Excerpts from a location annotation dataset:
▼

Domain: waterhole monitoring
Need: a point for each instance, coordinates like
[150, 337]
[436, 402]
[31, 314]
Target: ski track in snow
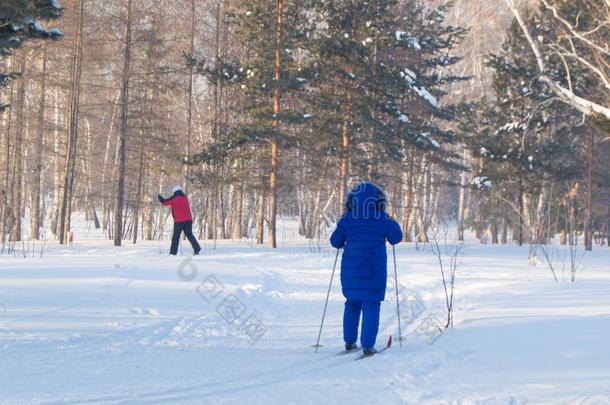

▲

Task directions: Print the data above line for line, without any change, and omit the picture.

Completed task:
Domain: waterhole monitoring
Need: a point for each instance, coordinates like
[150, 337]
[436, 402]
[31, 314]
Target: ski track in snow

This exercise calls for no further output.